▸ Written task 1: In the fragrance passage below, what boiling point divides volatile perfume raw materials from residual ones?

▸ Reading text:
BEGIN

Compositions of the present invention may comprise from about 0.01% to about 50% by weight of fragrance. Compositions of the present invention may comprise from about 0.2% to about 25% by weight of fragrance. Compositions of the present invention may comprise from about 1% to about 25% by weight of fragrance.

As used herein the term “fragrance” relates to the mixture of perfume raw materials that are used to impart an overall pleasant odor profile to a composition. Fragrance includes pine oil and essential oils. As used herein the term “perfume raw material” relates to any chemical compound which is odiferous when in an un-entrapped state, for example in the case of pro-perfumes, the perfume component is considered, for the purposes of this invention, to be a perfume raw material, and the pro-chemistry anchor is considered to be the entrapment material. In addition “perfume raw materials” are defined by materials with a ClogP value preferably greater than about 0.1, more preferably greater than about 0.5, even more preferably greater than about 1.0. As used herein the term “ClogP” means the logarithm to base 10 of the octanol/water partition coefficient. This can be readily calculated from a program called “CLOGP” which is available from Daylight Chemical Information Systems Inc., Irvine Calif., U.S.A. Octanol/water partition coefficients are described in more detail in U.S. Pat. No. 5,578,563.

The individual perfume raw materials which comprise a known natural oil can be found by reference to Journals commonly used by those skilled in the art such as “Perfume and Flavourist” or “Journal of Essential Oil Research”. In addition some perfume raw materials are supplied by the fragrance houses as mixtures in the form of proprietary speciality accords. In order that fragrance oils can be developed with the appropriate character for the present invention the perfume raw materials have been classified based upon two key physical characteristics:

(i) boiling point (BP) measured at 1 atmosphere pressure. The boiling point of many fragrance materials are given in Perfume and Flavor Chemicals (Aroma Chemicals), Steffen Arctander (1969). Perfume raw materials for use in the present invention are divided into volatile raw materials (which have a boiling point of less than, or equal to, about 250° C.) and residual raw materials (which have a boiling point of greater than about 250° C., preferably greater than about 275° C.). All perfume raw materials will preferably have boiling points (BP) of about 500° C. or lower.

END

▸ Written task 2: Pull out every line of the entries below that contains the word "head".

▸ Given records:
BEGIN

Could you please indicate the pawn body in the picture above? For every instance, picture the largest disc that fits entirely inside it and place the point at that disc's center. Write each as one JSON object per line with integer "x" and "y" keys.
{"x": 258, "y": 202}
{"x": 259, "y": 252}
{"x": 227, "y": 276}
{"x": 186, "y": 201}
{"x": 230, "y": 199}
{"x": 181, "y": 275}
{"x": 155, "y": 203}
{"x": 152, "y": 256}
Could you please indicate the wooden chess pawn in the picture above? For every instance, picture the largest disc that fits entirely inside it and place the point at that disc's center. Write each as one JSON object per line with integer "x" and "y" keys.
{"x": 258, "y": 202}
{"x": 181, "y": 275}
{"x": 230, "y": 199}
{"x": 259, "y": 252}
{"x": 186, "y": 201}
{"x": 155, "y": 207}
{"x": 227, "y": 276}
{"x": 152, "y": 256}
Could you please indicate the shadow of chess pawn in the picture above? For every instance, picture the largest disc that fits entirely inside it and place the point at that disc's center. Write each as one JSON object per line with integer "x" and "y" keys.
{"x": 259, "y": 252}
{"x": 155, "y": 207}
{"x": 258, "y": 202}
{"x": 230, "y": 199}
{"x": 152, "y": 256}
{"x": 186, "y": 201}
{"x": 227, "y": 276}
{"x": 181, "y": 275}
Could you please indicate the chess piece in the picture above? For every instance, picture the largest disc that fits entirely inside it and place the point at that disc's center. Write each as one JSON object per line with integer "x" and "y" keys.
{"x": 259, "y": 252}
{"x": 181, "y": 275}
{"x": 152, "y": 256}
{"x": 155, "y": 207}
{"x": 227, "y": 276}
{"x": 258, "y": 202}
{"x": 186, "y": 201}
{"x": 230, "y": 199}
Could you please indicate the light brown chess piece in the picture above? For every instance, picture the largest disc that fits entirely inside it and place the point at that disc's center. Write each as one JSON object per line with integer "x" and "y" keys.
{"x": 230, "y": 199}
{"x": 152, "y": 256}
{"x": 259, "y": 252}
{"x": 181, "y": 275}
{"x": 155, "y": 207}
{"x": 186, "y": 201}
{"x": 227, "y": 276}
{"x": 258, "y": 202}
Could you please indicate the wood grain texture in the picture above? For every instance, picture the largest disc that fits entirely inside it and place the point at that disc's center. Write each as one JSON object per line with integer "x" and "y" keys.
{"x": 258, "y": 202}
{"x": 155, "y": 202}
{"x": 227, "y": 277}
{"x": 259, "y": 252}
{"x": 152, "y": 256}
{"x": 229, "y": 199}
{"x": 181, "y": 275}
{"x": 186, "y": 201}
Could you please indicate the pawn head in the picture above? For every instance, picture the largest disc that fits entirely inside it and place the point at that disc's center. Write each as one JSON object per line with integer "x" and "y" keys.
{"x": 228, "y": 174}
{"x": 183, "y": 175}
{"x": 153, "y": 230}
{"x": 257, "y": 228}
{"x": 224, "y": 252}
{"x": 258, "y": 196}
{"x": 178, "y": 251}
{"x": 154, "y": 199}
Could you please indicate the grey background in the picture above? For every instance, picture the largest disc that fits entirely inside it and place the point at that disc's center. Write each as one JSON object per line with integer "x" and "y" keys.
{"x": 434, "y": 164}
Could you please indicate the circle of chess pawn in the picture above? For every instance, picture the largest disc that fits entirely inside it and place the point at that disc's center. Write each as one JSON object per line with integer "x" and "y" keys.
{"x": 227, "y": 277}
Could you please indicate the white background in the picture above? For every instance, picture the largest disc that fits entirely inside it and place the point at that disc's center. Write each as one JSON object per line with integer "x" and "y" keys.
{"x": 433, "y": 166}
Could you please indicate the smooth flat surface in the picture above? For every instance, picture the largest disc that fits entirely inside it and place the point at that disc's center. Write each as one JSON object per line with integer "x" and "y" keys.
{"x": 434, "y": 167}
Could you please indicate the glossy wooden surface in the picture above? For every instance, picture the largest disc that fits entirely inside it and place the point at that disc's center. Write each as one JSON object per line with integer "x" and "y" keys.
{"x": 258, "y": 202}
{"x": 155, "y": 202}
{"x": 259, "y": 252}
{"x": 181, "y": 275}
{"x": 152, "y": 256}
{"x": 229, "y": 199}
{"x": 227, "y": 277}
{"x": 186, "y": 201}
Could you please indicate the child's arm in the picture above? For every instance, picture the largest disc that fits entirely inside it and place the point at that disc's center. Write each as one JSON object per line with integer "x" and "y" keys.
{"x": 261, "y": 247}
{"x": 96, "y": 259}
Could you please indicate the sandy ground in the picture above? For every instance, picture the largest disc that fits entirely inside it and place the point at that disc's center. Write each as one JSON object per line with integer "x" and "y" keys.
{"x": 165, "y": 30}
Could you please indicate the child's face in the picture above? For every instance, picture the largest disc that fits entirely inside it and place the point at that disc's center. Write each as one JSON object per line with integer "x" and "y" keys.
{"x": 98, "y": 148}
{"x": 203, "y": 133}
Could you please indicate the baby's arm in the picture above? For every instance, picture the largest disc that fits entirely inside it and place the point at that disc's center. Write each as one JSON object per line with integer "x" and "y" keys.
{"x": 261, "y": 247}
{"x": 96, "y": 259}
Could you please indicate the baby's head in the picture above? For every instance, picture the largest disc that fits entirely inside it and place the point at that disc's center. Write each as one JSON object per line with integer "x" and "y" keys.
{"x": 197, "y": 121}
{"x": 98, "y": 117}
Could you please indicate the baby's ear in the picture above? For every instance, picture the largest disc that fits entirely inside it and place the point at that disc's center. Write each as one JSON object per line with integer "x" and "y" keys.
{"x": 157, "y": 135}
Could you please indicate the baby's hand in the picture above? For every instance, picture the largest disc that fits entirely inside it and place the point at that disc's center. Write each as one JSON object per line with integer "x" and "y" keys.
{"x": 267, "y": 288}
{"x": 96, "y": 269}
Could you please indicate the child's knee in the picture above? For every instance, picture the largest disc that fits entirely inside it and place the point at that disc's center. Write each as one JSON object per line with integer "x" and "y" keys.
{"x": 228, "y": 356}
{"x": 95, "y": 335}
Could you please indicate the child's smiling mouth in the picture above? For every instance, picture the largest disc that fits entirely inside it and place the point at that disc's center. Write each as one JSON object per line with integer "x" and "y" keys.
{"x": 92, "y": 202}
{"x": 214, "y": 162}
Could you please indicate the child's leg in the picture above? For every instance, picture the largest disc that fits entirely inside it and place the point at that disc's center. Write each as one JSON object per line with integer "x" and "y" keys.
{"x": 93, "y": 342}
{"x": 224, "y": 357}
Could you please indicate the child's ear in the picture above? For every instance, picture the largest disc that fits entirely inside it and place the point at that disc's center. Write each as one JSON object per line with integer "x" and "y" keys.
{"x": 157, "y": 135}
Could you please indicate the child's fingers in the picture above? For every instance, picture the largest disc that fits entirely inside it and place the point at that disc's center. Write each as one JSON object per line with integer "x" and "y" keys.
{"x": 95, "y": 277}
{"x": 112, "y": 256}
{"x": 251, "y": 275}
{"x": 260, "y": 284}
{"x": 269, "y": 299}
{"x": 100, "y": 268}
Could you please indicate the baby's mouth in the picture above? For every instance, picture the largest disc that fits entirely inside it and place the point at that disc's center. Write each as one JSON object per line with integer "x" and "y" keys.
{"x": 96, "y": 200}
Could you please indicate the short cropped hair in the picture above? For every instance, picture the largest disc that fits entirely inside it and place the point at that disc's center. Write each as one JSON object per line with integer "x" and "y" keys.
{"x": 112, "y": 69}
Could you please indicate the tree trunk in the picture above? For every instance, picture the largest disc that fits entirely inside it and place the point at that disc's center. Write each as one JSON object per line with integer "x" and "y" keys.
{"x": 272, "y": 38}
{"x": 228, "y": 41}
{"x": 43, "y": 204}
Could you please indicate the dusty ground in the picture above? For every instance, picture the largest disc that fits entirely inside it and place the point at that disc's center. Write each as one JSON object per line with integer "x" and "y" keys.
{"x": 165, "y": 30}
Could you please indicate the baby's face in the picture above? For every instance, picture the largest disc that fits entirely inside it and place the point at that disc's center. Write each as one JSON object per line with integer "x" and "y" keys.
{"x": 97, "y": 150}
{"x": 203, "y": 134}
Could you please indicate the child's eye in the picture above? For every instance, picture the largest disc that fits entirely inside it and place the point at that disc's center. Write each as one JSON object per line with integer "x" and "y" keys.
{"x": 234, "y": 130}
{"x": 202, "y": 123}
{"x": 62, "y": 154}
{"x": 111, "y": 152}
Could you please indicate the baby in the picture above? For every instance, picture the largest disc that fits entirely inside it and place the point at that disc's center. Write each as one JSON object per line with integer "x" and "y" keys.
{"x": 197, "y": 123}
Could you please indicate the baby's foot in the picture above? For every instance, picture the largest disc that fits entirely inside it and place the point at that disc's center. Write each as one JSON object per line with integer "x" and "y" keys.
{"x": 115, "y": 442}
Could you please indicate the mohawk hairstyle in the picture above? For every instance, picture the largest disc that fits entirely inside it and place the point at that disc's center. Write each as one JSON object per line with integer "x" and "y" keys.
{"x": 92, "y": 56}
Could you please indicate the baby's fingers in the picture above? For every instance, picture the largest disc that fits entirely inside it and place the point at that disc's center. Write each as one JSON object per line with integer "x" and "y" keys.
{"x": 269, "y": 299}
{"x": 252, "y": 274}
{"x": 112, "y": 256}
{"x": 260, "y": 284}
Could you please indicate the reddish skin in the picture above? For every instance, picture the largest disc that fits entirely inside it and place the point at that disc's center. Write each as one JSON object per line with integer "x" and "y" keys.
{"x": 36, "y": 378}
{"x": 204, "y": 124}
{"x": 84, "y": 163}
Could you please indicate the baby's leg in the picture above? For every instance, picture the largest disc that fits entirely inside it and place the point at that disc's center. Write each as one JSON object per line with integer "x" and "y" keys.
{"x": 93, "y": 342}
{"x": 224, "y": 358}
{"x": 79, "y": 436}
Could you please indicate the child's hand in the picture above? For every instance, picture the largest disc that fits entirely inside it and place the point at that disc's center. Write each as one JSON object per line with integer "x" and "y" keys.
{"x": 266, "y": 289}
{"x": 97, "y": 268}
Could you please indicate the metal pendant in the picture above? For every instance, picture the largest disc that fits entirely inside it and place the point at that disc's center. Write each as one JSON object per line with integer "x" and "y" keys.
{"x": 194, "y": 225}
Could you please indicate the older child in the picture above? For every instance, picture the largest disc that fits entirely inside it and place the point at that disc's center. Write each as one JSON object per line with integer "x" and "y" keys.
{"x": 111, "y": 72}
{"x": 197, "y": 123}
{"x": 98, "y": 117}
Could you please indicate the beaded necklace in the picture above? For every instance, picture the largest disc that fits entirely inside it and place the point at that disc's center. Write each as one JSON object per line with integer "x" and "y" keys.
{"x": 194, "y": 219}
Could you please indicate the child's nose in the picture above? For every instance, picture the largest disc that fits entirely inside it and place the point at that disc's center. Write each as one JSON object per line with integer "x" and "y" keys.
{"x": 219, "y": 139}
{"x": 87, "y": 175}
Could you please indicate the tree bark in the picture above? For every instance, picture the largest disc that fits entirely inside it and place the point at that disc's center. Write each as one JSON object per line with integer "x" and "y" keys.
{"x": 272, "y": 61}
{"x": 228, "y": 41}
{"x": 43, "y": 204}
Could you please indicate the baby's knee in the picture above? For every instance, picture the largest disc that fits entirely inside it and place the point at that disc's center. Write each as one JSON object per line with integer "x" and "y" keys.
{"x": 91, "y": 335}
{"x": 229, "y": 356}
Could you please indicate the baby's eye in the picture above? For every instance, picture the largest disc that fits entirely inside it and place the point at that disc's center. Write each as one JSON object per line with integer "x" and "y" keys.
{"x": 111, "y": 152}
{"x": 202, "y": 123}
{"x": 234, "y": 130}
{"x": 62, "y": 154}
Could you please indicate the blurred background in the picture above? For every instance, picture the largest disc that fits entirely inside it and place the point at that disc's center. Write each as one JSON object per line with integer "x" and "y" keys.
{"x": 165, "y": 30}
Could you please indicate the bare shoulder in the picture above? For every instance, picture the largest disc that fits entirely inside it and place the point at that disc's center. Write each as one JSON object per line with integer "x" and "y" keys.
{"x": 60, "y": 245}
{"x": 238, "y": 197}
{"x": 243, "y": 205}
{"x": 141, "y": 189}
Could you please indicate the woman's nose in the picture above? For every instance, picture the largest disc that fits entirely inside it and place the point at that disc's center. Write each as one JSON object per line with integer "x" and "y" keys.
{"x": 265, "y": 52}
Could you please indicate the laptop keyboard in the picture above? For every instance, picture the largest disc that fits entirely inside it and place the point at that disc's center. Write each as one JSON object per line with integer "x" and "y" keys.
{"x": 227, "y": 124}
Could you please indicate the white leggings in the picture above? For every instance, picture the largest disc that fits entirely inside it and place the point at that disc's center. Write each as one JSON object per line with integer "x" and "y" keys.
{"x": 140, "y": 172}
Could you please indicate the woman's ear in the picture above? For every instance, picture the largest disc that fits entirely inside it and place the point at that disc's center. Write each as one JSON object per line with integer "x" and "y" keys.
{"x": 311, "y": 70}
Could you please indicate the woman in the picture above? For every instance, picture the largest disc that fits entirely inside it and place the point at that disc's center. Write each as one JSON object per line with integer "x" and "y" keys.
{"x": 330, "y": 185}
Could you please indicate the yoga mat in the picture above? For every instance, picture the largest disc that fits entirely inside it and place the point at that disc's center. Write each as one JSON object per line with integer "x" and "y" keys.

END

▸ Written response 1: About 250° C.

▸ Written response 2:
Could you please indicate the pawn head in the picture above? For every instance, picture the largest disc that fits entirely inside it and place the point at that disc's center. Write each as one JSON object per line with integer "x" and "y" keys.
Could you please indicate the baby's head in the picture above? For every instance, picture the largest disc that fits entirely inside it and place the point at that disc's center. Write each as one JSON object per line with integer "x" and "y" keys.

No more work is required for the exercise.